* WHAT IS EXPECTED *
Print all the data, keeping every line exactly as it is.

* START SUPPLIED DATA *

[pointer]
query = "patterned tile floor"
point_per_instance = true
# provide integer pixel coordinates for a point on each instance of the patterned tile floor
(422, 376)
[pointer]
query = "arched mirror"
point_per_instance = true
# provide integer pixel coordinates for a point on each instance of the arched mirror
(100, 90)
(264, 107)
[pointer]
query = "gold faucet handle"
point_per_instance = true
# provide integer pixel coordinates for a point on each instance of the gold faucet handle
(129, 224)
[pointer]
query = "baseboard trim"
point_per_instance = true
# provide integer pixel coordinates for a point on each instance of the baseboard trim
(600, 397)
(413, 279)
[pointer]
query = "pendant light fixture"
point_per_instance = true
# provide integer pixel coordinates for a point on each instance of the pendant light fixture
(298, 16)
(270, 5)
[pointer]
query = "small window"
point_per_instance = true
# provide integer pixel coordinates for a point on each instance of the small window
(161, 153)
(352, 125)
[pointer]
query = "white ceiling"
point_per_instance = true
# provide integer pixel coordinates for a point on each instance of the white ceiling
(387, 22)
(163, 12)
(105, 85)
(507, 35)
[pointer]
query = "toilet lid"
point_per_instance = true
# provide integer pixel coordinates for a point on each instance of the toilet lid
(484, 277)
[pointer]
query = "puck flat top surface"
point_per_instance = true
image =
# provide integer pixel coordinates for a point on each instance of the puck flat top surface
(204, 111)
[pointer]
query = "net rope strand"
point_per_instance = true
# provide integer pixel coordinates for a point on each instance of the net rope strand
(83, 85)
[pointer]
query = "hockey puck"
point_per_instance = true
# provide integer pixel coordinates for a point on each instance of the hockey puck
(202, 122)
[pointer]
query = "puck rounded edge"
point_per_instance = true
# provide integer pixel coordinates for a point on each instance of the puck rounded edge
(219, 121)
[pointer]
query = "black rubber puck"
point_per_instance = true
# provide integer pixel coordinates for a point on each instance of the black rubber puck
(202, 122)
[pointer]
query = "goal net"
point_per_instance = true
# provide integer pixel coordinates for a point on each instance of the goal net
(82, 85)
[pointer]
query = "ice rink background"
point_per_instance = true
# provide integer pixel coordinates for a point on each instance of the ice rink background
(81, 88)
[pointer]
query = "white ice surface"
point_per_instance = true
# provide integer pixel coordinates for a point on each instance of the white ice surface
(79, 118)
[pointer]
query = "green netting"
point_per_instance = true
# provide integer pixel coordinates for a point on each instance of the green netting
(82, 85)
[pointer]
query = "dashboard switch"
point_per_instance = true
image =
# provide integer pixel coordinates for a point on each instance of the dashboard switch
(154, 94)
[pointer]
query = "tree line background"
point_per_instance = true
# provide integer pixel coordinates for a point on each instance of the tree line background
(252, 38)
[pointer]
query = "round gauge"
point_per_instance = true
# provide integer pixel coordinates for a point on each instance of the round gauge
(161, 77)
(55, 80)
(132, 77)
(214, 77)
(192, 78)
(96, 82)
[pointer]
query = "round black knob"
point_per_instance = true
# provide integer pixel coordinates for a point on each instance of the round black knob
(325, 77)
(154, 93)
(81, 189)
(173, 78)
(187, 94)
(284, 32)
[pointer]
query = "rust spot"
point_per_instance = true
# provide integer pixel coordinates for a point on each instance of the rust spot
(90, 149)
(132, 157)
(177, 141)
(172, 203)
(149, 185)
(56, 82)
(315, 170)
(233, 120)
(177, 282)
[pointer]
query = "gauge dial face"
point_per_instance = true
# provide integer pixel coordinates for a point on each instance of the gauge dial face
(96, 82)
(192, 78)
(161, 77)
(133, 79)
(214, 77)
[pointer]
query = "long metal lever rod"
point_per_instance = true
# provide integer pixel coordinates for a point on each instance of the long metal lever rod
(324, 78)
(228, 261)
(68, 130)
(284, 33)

* END SUPPLIED DATA *

* THE SOLUTION *
[pointer]
query = "patterned tile floor"
point_per_instance = true
# provide integer pixel coordinates for a point on each instance of the patterned tile floor
(422, 376)
[pointer]
query = "arched mirror"
point_per_instance = true
# provide integer pixel coordinates for a point on each instance of the arched mirror
(100, 90)
(264, 107)
[pointer]
query = "gold faucet handle"
point_per_instance = true
# provide integer pixel coordinates for a point on each instance of the gold faucet handle
(129, 224)
[pointer]
query = "baseboard trim"
point_per_instance = true
# provide integer pixel coordinates for a point on each instance of the baseboard trim
(600, 397)
(413, 279)
[pointer]
query = "pendant light fixture"
point_per_instance = true
# provide integer pixel coordinates for a point on each instance of the pendant light fixture
(298, 16)
(270, 5)
[pointer]
query = "small window"
point_per_instance = true
# provide integer pixel coordinates for a point on each instance of the small window
(161, 153)
(352, 125)
[pointer]
query = "white ceiling"
point_per_instance = true
# provide integer pixel coordinates for a point on each instance of the white ceiling
(387, 22)
(163, 12)
(105, 85)
(507, 35)
[pointer]
query = "toilet lid"
point_per_instance = true
# provide integer pixel coordinates for a point on each instance of the toilet lid
(484, 277)
[pointer]
query = "puck flat top surface"
point_per_instance = true
image =
# provide integer pixel coordinates for a point on each instance of the puck flat top surface
(204, 111)
[pointer]
query = "net rope strand"
point_per_instance = true
# provide integer pixel coordinates for a point on each instance of the net rope strand
(83, 85)
[pointer]
query = "hockey puck"
point_per_instance = true
# provide integer pixel coordinates for a point on each instance of the hockey puck
(202, 122)
[pointer]
query = "puck rounded edge"
point_per_instance = true
# provide integer pixel coordinates for a point on each instance of the puck rounded edge
(219, 121)
[pointer]
query = "black rubber puck"
point_per_instance = true
# provide integer pixel coordinates for a point on each instance of the black rubber puck
(202, 122)
[pointer]
query = "goal net"
point_per_instance = true
# provide integer pixel coordinates for a point on each instance of the goal net
(82, 85)
[pointer]
query = "ice rink background"
point_per_instance = true
# provide integer pixel coordinates for a point on each instance of the ice rink background
(81, 88)
[pointer]
query = "white ice surface"
point_per_instance = true
# provide integer pixel coordinates for a point on each instance of the white ice surface
(79, 118)
[pointer]
query = "green netting"
point_per_instance = true
# provide integer pixel coordinates for a point on each instance of the green netting
(82, 85)
[pointer]
query = "dashboard switch"
point_per_instance = true
image =
# provide integer pixel coordinates for a point on each instance of the dashboard switch
(154, 94)
[pointer]
query = "tree line background"
point_per_instance = true
# provide integer pixel coordinates for a point on each instance of the tree line background
(252, 38)
[pointer]
query = "round gauge"
point_per_instance = true
# provide integer pixel coordinates for a point on each instance of the round gauge
(161, 77)
(55, 80)
(132, 77)
(214, 77)
(192, 78)
(96, 82)
[pointer]
query = "round black knob"
point_per_instance = true
# provide integer pixel coordinates for a point on each instance of the round black knob
(325, 77)
(154, 93)
(81, 189)
(173, 78)
(187, 94)
(284, 32)
[pointer]
query = "rust spot"
point_per_instance = true
# provide integer pixel coordinates for a point on each instance of the rust spot
(90, 149)
(132, 157)
(177, 141)
(172, 203)
(149, 185)
(56, 82)
(315, 170)
(233, 120)
(177, 282)
[pointer]
query = "gauge dial face"
point_per_instance = true
# provide integer pixel coordinates for a point on each instance of the gauge dial face
(96, 82)
(192, 78)
(161, 77)
(133, 79)
(214, 77)
[pointer]
query = "long metal lever rod"
point_per_instance = true
# provide integer pixel coordinates for a point on each instance of the long metal lever rod
(324, 78)
(228, 261)
(68, 130)
(284, 33)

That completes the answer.